Problem description:
Answer these questions from the text about WHO flu data.
1. What number does the WHO Influenza Update published on October 9, 2023 carry?
2. How many countries, areas, or territories supplied the data behind the WHO's conclusion?
3. Which influenza viruses were cocirculating in Oceania?

The WHO Can't Find Flu Outbreaks
As the Southern Hemisphere's flu season ends and migrates to the Northern Hemisphere, new data indicates a lull in influenza outbreaks.
In the temperate zones of the Northern Hemisphere, including the United States, indicators of influenza activity were reported at low levels or below the seasonal threshold in most reporting countries.
Published on October 9, 2023, the World Health Organization (WHO)'s Influenza Update N° 455 concluded influenza detections remained low.
The WHO's conclusion was based on data from the National Influenza Centres and other national influenza laboratories from 107 countries, areas, or territories that tested more than 298,993 specimens from early September 2023 to September 17, 2023.
While seasonal flu viruses are detected year-round, the exact timing and duration of any flu season varies by country. From a regional perspective, the WHO reported:
In Oceania, including Australia, influenza activity decreased with influenza A(H1N1)pdm09, influenza A(H3N2) and influenza B viruses all cocirculating.

Data records:

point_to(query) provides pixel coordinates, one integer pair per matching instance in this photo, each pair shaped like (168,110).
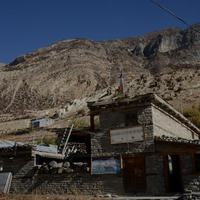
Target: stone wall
(192,182)
(71,183)
(165,124)
(101,142)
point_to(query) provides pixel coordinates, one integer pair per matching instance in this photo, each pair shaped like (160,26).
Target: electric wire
(171,13)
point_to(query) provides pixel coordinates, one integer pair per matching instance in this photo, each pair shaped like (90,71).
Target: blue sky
(26,25)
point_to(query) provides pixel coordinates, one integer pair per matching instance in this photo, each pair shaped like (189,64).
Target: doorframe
(166,175)
(144,168)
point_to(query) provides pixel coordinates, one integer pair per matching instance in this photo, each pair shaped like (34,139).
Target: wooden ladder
(63,146)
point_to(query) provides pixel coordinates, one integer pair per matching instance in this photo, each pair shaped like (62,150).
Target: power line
(171,13)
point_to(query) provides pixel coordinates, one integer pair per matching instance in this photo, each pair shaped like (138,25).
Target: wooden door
(134,174)
(173,173)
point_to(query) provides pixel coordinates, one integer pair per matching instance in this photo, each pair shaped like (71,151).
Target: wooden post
(92,122)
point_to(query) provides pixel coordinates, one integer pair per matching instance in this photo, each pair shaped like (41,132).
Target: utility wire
(171,13)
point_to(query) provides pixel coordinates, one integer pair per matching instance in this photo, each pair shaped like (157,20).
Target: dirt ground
(46,197)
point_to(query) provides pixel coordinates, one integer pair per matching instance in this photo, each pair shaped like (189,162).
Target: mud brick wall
(165,124)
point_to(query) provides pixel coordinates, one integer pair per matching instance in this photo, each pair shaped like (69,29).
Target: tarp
(7,143)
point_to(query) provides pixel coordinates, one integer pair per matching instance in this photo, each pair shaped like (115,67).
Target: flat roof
(149,98)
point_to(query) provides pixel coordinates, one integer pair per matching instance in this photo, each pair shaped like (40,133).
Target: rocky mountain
(166,62)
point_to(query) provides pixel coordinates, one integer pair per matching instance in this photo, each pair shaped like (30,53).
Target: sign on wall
(127,135)
(104,165)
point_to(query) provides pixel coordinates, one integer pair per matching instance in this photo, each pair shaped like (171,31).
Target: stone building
(142,145)
(157,148)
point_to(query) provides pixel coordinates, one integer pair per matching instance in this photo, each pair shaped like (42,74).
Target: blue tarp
(7,143)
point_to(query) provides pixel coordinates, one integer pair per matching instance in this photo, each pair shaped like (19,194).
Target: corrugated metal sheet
(43,148)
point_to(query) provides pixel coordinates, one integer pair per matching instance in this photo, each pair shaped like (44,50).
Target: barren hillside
(166,62)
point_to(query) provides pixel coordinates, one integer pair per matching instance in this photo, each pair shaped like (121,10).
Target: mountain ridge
(166,62)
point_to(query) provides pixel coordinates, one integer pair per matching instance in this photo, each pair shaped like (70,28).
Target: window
(131,119)
(197,162)
(1,166)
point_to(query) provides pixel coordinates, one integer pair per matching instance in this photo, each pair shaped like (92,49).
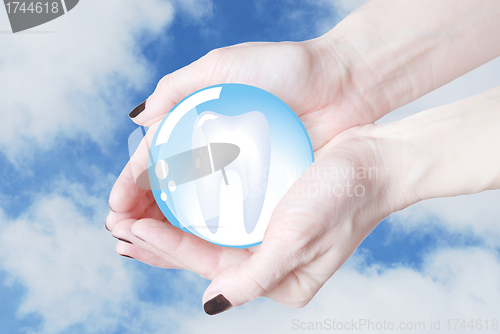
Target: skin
(384,55)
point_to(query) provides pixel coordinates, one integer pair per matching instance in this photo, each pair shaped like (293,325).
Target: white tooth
(250,132)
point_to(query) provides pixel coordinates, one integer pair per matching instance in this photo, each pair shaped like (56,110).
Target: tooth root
(237,143)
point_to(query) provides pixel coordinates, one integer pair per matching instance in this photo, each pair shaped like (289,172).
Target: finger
(129,245)
(130,251)
(173,88)
(196,254)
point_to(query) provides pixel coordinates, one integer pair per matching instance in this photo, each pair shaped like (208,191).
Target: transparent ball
(223,158)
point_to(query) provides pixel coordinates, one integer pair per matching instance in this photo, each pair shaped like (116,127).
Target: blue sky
(65,94)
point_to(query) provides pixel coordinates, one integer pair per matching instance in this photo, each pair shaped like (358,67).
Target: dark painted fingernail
(130,257)
(217,305)
(128,242)
(137,110)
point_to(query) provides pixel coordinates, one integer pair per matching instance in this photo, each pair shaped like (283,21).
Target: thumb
(287,246)
(173,87)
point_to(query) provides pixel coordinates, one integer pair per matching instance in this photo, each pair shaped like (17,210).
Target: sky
(65,92)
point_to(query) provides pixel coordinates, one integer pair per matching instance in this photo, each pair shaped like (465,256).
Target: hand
(312,232)
(285,69)
(361,176)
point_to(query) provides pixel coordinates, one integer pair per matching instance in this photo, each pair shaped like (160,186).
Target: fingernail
(217,305)
(137,110)
(128,242)
(130,257)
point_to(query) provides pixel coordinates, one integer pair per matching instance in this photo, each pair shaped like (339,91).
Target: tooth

Output for this exercise:
1. N° 455
2. 107
3. Influenza A(H1N1)pdm09, influenza A(H3N2) and influenza B